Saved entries
---+---

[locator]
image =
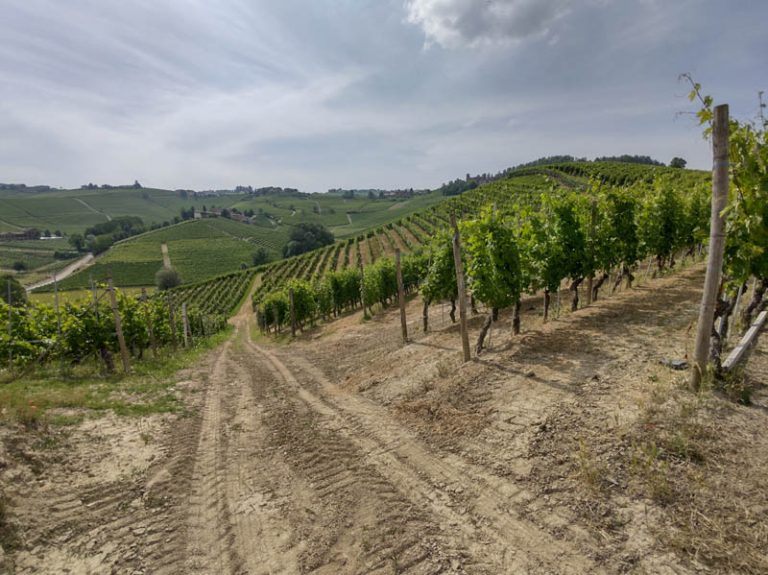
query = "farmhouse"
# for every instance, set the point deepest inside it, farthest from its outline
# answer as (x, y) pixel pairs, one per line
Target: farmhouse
(28, 234)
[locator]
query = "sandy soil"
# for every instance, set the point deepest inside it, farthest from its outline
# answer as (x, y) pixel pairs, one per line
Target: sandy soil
(347, 452)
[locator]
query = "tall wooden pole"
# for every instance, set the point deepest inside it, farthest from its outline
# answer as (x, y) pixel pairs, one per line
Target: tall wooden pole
(293, 312)
(460, 288)
(150, 323)
(362, 281)
(592, 231)
(171, 320)
(185, 324)
(118, 326)
(401, 296)
(10, 322)
(716, 244)
(56, 305)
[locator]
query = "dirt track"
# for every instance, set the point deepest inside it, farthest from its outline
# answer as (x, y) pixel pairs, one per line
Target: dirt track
(288, 474)
(349, 454)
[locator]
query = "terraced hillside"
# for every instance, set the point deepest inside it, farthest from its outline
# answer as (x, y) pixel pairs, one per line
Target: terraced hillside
(411, 233)
(199, 250)
(74, 210)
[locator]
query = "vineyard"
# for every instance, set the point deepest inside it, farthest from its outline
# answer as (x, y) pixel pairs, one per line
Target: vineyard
(220, 295)
(526, 234)
(199, 250)
(76, 332)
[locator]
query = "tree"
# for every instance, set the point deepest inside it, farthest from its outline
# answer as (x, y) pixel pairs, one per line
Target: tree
(167, 278)
(18, 295)
(677, 163)
(307, 237)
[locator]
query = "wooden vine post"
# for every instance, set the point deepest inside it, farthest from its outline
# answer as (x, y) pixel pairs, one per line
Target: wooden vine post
(185, 324)
(56, 305)
(362, 282)
(150, 323)
(401, 296)
(716, 244)
(171, 320)
(10, 322)
(592, 233)
(293, 312)
(118, 325)
(460, 288)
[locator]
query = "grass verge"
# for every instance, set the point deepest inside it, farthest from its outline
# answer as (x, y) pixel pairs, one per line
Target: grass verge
(56, 395)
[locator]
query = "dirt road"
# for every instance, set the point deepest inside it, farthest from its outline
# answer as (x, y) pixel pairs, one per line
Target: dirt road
(289, 474)
(75, 266)
(352, 454)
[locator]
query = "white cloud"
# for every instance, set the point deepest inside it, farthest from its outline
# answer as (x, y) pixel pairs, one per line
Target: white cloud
(455, 23)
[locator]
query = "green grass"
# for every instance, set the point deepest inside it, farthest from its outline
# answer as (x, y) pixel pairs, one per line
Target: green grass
(53, 395)
(73, 210)
(199, 250)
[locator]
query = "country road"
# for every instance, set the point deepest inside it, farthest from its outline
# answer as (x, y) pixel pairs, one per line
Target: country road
(75, 266)
(349, 453)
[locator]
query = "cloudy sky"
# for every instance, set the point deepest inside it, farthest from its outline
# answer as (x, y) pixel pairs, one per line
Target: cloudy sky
(358, 93)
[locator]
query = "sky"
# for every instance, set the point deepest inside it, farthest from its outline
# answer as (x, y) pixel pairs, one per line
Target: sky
(319, 94)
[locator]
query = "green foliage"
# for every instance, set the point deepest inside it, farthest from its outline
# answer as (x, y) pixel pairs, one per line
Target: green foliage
(261, 256)
(167, 278)
(493, 261)
(304, 304)
(11, 291)
(88, 329)
(662, 220)
(306, 237)
(440, 280)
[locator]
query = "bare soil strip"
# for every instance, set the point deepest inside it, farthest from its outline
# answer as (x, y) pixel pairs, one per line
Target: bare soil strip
(352, 454)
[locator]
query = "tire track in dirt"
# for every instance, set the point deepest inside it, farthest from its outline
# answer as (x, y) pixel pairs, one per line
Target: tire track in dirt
(210, 537)
(477, 505)
(345, 516)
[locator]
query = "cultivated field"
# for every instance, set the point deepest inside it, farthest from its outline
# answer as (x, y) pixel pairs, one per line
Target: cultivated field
(568, 449)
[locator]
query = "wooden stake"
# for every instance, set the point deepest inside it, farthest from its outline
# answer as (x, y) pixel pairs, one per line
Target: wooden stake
(401, 296)
(716, 245)
(740, 351)
(460, 288)
(362, 281)
(293, 312)
(118, 326)
(592, 226)
(95, 297)
(185, 324)
(150, 324)
(10, 328)
(172, 321)
(56, 305)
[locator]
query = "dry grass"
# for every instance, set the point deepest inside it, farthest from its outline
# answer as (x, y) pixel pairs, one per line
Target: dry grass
(695, 456)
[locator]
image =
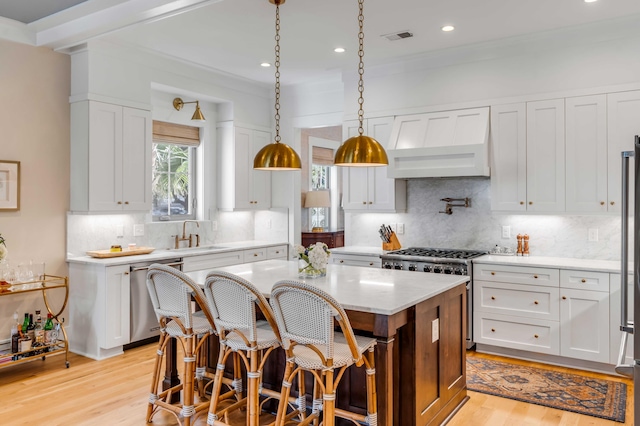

---+---

Give back the data exactly, with no images.

[locator]
image =
query = "farmhouse"
# for every instance, set the point deepest inside it, farthest from its outline
# answer as (x, y) pixel pairs, one per line
Target: farmhouse
(28, 234)
[locator]
query = "sandy soil"
# for every instance, set the point deepest inside it, farthest from its outline
# answer as (x, y) pixel pairs, one per line
Target: sandy soil
(347, 452)
[locator]
query = "tall wooden pole"
# for every instance, set the point deepest inside it, farthest from its outline
# answer as (x, y) pixel pairs, one per line
Target: tall wooden pole
(293, 312)
(460, 288)
(150, 323)
(362, 281)
(592, 231)
(171, 320)
(185, 324)
(118, 326)
(401, 296)
(10, 322)
(716, 244)
(56, 305)
[locator]
query = "dirt track"
# for every instance, set the point deepest inside it, farthest from its outline
# answer as (x, y) pixel pairs, one per line
Target: dirt track
(288, 474)
(349, 454)
[locator]
query = "terraced hillside"
# for every instance, set the point deepest inside it, farthest from its outline
# answer as (x, y) pixel pairs, one per line
Target: terraced hillside
(411, 233)
(199, 250)
(74, 210)
[locator]
query = "vineyard"
# for every instance, set the point deepest inside it, farthest from its outline
# answer as (x, y) pixel pairs, one per line
Target: vineyard
(220, 295)
(526, 234)
(199, 250)
(76, 332)
[locator]
query = "tree"
# for every instance, set the point deepest inside it, farthest from its outline
# answer as (x, y) pixel pairs, one per line
Target: tree
(167, 278)
(18, 295)
(677, 163)
(307, 237)
[locator]
query = "wooden vine post"
# for every instance, set the point deepest inside it, farthest from its outline
# answer as (x, y) pixel pairs, one per line
Target: wooden vine post
(185, 324)
(56, 305)
(362, 282)
(150, 323)
(401, 296)
(716, 244)
(171, 320)
(10, 322)
(592, 233)
(293, 312)
(118, 325)
(460, 288)
[locator]
query = "grass verge"
# for every instance, set the point deepest inside it, farthest from its outline
# answer as (x, y) pixel pairs, one per line
Target: grass verge
(56, 395)
[locator]
query = "dirt road"
# for every instance, set the point deepest inside it, farthest from its outline
# answer as (x, y) pixel pairs, one per line
Target: dirt road
(289, 474)
(75, 266)
(352, 454)
[locator]
query = "white cloud"
# for every instance, set the point deepest inside it, farthest from its outline
# answer as (x, y) pixel pairs, one per line
Target: white cloud
(455, 23)
[locator]
query = "green grass"
# for every instance, set the point deepest inside it, farthest from its outline
# answer as (x, y) pixel pairs, one per line
Target: green grass
(53, 395)
(73, 210)
(199, 250)
[locator]
query = "country road"
# for every instance, set the point deepest inside it, farthest from its outline
# answer as (x, y) pixel pairs, one per line
Target: country road
(75, 266)
(349, 453)
[locator]
query = "cloudy sky"
# for every instance, set the point deepest inside it, farthest from its outline
# answer as (x, y) pixel pairs, one per line
Target: cloudy sky
(358, 93)
[locator]
query = "sky"
# for every instance, set the point deepest inside it, farthest from its outline
# answer as (x, y) pixel pairs, one per line
Target: sky
(319, 94)
[locator]
query = "green foliage"
# for every instance, set the point deepest inside it, farthest from its outline
# answer as (x, y) pixel pairs, one per line
Target: green foliage
(261, 256)
(167, 278)
(493, 261)
(304, 304)
(11, 291)
(88, 329)
(662, 220)
(306, 237)
(440, 280)
[locator]
query = "bare soil strip"
# for every instance, set the point deepest inside it, farthest from its outline
# answer as (x, y) pixel pairs, one per line
Target: bare soil strip
(352, 454)
[locator]
query = "tire track in dirt"
# for every instance, set the point deepest inside it, farthest from its outline
# answer as (x, y) pixel pairs, one per line
Target: tire track in dirt
(210, 537)
(477, 505)
(345, 516)
[locator]
query = "cultivated field"
# for every instance, set the point deepest inside it, farthest from its outline
# answer as (x, y) pixel pairs, one per line
Target: cultivated field
(568, 449)
[locator]
query = "wooden stake"
# for every instance, set the point deepest inside it, farthest from its outline
# answer as (x, y) pixel pairs, one per line
Target: wooden stake
(401, 296)
(716, 245)
(740, 351)
(460, 288)
(362, 281)
(293, 312)
(118, 326)
(592, 226)
(95, 297)
(185, 324)
(150, 324)
(10, 328)
(172, 321)
(56, 305)
[locator]
query = "dry grass"
# for every instance, set the point deepest inside it, farthest from its outline
# answer as (x, y) pixel pairs, one per line
Target: dry grass
(695, 456)
[locator]
image =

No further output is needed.